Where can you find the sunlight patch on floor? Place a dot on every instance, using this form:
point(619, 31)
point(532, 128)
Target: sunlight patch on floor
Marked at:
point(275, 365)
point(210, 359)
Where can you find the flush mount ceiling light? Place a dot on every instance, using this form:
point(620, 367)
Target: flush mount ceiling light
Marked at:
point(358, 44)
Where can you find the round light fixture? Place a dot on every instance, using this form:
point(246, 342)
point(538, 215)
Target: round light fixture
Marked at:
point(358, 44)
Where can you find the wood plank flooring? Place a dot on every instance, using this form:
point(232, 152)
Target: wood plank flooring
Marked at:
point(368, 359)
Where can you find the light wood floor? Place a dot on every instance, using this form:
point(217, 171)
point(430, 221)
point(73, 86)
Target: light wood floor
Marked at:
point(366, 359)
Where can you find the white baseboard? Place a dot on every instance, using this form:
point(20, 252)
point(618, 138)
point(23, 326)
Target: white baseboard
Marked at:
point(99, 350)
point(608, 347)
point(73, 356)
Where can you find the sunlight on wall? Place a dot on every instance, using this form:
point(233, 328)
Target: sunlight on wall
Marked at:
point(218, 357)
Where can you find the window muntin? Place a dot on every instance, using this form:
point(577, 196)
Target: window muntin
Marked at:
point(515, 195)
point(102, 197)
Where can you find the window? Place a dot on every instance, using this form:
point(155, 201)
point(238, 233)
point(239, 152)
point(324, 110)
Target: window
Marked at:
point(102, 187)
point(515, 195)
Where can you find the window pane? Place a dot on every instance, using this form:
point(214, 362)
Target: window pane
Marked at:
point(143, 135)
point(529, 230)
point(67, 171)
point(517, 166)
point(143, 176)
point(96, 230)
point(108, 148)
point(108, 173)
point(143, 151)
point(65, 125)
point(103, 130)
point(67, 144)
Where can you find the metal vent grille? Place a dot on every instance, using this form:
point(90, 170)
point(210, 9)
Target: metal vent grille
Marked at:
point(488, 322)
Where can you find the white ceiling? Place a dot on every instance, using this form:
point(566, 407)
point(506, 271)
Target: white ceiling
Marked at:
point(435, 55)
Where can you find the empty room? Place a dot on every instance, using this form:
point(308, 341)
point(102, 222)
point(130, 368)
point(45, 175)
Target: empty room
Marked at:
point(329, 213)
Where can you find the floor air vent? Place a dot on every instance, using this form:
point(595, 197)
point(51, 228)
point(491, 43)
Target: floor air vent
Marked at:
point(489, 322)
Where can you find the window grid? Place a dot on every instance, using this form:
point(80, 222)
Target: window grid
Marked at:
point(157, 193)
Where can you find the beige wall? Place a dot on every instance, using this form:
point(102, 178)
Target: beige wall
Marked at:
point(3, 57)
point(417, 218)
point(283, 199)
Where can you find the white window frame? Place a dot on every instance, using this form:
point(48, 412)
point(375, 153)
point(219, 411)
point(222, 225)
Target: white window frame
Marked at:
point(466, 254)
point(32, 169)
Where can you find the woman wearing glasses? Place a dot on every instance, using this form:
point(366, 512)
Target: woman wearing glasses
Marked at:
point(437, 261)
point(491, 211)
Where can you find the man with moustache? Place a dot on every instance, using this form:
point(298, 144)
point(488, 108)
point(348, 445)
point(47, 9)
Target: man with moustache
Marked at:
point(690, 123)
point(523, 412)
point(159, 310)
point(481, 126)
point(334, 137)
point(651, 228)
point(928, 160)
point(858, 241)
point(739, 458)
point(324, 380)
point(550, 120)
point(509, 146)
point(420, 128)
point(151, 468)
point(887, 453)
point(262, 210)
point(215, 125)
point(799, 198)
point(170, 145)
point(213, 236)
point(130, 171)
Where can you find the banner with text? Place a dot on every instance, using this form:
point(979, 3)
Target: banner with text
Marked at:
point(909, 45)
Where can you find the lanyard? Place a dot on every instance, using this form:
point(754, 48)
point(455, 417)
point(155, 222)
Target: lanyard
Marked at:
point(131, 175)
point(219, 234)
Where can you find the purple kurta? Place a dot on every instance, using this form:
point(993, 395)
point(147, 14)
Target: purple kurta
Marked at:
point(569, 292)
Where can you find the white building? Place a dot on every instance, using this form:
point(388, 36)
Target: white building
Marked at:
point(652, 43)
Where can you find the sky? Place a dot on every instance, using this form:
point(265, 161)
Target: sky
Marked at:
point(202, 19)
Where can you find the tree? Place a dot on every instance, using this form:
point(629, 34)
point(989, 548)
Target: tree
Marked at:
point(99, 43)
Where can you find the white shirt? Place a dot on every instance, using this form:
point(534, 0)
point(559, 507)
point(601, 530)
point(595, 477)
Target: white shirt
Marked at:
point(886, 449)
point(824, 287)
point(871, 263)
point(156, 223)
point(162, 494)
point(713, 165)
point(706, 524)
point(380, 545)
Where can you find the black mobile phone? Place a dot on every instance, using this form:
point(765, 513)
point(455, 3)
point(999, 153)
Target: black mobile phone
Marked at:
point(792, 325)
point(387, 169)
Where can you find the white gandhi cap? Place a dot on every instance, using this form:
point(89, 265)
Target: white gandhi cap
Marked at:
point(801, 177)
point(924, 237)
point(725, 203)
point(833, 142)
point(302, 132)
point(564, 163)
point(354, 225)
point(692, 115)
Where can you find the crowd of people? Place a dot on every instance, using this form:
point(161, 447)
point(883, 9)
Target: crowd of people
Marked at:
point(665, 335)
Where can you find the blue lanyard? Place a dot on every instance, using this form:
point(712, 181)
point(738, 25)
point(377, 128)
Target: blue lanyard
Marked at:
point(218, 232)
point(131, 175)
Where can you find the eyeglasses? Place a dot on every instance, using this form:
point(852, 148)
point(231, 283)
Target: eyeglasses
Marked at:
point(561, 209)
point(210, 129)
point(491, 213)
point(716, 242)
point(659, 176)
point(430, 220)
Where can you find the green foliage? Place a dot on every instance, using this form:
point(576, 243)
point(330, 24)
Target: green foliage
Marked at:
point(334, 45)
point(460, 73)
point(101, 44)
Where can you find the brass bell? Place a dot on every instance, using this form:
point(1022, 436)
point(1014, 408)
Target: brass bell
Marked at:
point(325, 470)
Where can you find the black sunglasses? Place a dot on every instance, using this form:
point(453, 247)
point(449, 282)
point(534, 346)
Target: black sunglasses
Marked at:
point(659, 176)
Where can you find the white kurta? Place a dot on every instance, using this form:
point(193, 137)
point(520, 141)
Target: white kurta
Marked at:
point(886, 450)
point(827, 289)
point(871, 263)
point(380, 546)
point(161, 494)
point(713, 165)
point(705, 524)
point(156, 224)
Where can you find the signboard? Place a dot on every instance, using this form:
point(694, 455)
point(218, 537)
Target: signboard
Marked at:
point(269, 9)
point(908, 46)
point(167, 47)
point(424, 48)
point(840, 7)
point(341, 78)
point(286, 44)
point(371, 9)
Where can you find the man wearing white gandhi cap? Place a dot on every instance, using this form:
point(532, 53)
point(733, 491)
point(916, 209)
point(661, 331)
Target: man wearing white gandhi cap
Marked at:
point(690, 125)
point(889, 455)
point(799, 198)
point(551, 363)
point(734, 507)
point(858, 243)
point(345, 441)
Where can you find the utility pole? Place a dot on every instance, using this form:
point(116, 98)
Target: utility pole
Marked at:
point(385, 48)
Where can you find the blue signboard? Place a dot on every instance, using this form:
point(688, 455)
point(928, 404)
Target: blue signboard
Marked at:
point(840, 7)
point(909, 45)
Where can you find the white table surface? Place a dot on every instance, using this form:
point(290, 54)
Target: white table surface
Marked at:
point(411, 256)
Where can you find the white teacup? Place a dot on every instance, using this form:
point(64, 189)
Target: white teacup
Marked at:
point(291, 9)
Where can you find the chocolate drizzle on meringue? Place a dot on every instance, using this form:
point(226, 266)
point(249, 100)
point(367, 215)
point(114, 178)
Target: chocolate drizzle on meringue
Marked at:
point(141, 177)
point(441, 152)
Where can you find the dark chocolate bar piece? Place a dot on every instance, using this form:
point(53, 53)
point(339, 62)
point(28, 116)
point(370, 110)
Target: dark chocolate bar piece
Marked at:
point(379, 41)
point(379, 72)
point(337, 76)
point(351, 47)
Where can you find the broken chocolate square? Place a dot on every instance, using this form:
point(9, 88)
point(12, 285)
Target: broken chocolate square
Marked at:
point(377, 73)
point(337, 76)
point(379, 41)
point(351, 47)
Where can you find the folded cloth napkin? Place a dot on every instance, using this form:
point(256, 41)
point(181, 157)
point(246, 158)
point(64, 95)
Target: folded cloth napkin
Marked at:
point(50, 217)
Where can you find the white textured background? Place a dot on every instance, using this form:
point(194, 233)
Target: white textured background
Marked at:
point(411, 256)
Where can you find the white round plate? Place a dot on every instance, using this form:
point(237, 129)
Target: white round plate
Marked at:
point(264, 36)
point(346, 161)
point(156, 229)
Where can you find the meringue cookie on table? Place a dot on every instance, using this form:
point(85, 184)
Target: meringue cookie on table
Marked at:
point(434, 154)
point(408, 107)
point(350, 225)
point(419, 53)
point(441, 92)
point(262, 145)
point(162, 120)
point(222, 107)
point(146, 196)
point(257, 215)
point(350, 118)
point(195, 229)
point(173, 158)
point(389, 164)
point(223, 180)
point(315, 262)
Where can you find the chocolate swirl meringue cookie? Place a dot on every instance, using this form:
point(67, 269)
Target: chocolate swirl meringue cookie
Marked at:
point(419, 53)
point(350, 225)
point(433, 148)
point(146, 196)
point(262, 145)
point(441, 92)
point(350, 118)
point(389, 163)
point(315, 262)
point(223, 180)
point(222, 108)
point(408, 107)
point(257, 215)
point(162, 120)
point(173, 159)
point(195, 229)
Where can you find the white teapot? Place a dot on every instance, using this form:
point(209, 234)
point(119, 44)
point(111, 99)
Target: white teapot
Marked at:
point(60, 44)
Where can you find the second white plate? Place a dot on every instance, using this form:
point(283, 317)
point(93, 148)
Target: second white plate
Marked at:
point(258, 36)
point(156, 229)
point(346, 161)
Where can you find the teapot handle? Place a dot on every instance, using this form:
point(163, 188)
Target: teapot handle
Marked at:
--*--
Task objective. Write out the lines above from the one containing "Where can you find the white teapot?" through the last, exactly as they are.

Expected answer.
Where can you find the white teapot? Place a dot on every instance, using this form:
point(209, 234)
point(119, 44)
point(111, 99)
Target: white teapot
Marked at:
point(60, 44)
Where can you find the second white plate? Place a dot on every instance, using this form:
point(283, 317)
point(93, 148)
Target: second white plate
Marked at:
point(258, 36)
point(156, 229)
point(346, 161)
Where can you find the teapot handle? Place a dot on every instance, using this form:
point(163, 188)
Target: teapot handle
Marked at:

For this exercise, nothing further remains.